## EXERCISE INSTRUCTIONS
1. According to the text, which two businesses have done extraordinarily well?
2. Identify each line in the records that contains the word "poster", and copy those lines.

Brian Martin: Okay, perfect. Yes. And then maybe just last two, just on the fee income side, just kind of looking at the pickup in mortgage and you talked a little bit about kind of a little bit of the changing strategy there, just kind of the puts and takes on mortgage outlook for here and then just the capital markets revenue, it was pretty consistent, maybe a little bit lower level from where it was previous years. Just kind of wondering how to think about that or just how the pipeline looks there.

Vince Calabrese: Yes, I would just say the noninterest income again shows the benefit of having merged by revenue base, right. I mean, we’ve had another good quarter above 80. We’ve been above 86 out of the last seven quarters, getting there different ways, but again, the benefit of diversification. So capital markets was a solid quarter for us. I mean, it’s up from the prior quarter, down from last year when I had a ten handle. But there’s still a lot of opportunity there. And I think when the rate environment starts to shift, there will continue to be opportunity there. But we have really solid contributions from all the components there from the swap perspective, international syndications, debt capital market. So there’s a lot of pieces even within that business.

And then the mortgage bounce back, I mean, we had a really strong ’23 in an environment where the market was down from an origination standpoint. The overall industry was down, we were up. And we’re forecasting from an origination standpoint close to double digit increase in originations in ’24 versus ’23. And then my comments on pricing was more just about saleable versus portfolio. Not really affecting the level of originations, but kind of what we bring on a balance sheet and what we sell.

Vince Delie: The other thing I would say is that in a lower rate environment, if we do get the rate decreases, we should see more activity in derivatives, more activity in debt capital markets with our large corporate customers going to market to raise capital and syndication should pick up in the second half of the year. So — and then the mortgage business gain on sale should accelerate. So like Vince said, having a portfolio — and then we’ve had good steady growth I should mention. Our asset management and the wealth and trust shops have done extraordinarily well. So they’re up in revenue, net income. They’ve grown net assets on — we’re at record level. We’re in good markets where we should see continued growth in that book. So we have a good balanced set of fee generators that I think in the coming year, if rates play out the way some are forecasting, we should do okay with non-interest income.

Vince Calabrese: And then initiatives on the small business and TM side will be additive.

## INFORMATION SHOWN
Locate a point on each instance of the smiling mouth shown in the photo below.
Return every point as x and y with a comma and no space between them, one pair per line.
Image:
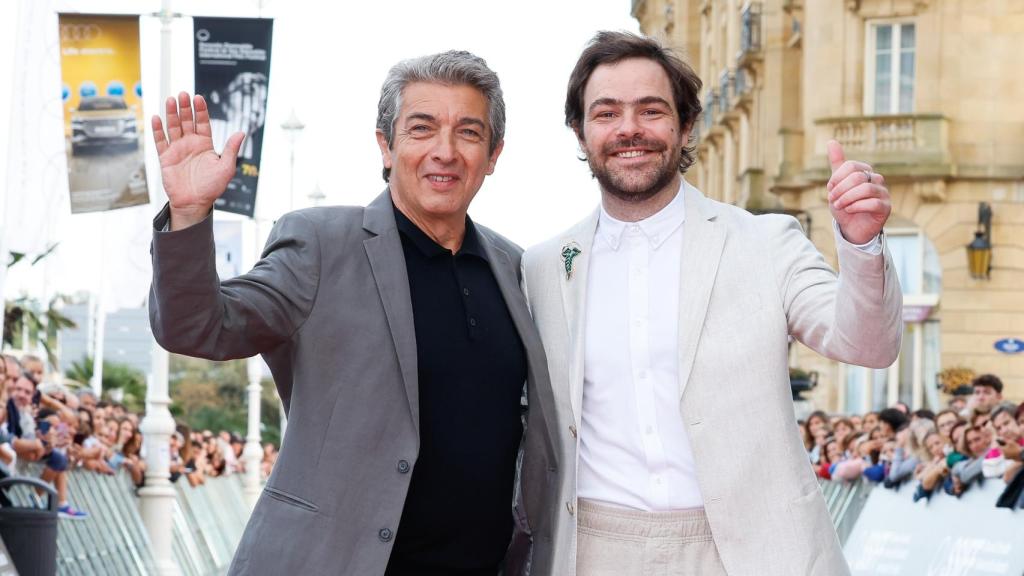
631,154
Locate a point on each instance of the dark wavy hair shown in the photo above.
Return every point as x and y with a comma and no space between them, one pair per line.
610,47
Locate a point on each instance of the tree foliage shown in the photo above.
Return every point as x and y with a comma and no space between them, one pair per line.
208,395
117,376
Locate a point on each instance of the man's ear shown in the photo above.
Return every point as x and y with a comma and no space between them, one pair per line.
578,131
385,149
494,157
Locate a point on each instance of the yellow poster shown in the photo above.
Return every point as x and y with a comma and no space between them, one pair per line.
102,105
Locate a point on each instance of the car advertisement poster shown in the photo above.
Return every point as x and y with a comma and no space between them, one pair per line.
102,106
232,69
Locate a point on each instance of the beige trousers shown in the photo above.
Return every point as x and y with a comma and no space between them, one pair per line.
624,542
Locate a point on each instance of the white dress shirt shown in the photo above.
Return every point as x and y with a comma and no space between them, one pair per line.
634,448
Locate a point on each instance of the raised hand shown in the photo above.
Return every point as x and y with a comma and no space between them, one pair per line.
857,197
194,174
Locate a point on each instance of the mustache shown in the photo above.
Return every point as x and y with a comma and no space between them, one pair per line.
620,146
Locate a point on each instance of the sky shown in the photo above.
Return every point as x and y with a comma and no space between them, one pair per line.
328,62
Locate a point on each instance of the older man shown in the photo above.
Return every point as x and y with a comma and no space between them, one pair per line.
397,337
666,317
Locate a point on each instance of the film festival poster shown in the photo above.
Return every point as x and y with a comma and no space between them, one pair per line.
102,109
232,70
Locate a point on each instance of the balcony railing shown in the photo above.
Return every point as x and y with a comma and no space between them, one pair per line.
905,145
709,112
725,89
739,83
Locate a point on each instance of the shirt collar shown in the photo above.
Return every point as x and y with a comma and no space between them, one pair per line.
429,248
656,228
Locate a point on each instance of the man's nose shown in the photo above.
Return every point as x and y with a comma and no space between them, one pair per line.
443,150
629,126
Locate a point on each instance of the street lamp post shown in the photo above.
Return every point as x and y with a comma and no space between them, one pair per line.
293,127
157,497
316,197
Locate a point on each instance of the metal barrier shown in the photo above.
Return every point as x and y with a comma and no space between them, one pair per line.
845,501
208,524
113,540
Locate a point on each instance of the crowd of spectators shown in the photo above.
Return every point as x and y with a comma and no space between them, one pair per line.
977,439
65,429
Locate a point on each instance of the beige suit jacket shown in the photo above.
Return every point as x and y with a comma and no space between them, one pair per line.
747,283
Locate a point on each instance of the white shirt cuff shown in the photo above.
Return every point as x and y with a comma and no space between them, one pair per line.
872,246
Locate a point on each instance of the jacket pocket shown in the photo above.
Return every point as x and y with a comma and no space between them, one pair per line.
290,499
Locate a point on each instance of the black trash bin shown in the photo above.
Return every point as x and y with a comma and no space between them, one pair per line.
31,534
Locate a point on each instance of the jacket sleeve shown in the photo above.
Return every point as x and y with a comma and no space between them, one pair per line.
854,316
193,313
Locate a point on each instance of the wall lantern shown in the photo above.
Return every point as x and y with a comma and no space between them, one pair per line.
979,251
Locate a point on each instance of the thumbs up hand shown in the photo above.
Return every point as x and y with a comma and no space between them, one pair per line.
857,197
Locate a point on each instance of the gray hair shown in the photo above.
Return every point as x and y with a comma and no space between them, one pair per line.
455,68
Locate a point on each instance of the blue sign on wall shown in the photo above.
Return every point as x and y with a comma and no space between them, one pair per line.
1010,345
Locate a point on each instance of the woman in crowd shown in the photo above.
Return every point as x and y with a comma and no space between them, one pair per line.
933,468
966,472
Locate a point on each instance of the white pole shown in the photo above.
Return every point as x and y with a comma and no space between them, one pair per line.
253,452
157,497
3,270
99,335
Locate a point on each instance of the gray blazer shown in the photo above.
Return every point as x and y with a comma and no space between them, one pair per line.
329,307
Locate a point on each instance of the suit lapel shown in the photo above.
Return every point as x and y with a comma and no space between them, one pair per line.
573,289
388,264
704,239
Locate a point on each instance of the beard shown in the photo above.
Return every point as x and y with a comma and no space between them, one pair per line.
635,184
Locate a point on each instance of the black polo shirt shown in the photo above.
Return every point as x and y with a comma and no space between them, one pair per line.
458,515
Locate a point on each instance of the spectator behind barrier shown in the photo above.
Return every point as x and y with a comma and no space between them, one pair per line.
968,471
987,393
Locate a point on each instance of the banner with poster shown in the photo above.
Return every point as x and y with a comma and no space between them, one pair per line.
102,106
232,71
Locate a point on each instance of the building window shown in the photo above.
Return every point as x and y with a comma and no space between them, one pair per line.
911,377
750,37
890,64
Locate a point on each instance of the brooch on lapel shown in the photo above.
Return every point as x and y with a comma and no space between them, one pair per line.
569,252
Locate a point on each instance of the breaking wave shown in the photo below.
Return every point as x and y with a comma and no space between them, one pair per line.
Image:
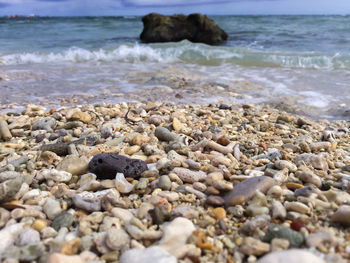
188,53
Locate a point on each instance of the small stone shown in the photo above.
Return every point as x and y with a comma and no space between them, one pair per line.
74,164
65,219
10,188
247,189
295,239
5,133
46,123
279,244
175,235
177,125
148,255
61,258
28,237
123,214
52,208
342,215
79,116
8,236
189,176
164,183
57,176
291,256
117,239
71,247
122,185
297,207
185,211
215,200
309,177
252,246
259,222
278,210
164,134
318,161
106,166
87,201
219,213
283,164
39,224
140,139
321,238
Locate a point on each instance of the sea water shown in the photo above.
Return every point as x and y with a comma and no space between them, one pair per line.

## FINAL ANSWERS
1. The asset management business and the wealth and trust shops.

2.
Locate a point on each instance of the yellow poster shown in the photo above.
Locate a point on each instance of the car advertisement poster shown in the photo above.
Locate a point on each instance of the film festival poster shown in the photo above.
Locate a point on each instance of the banner with poster shown in the photo above.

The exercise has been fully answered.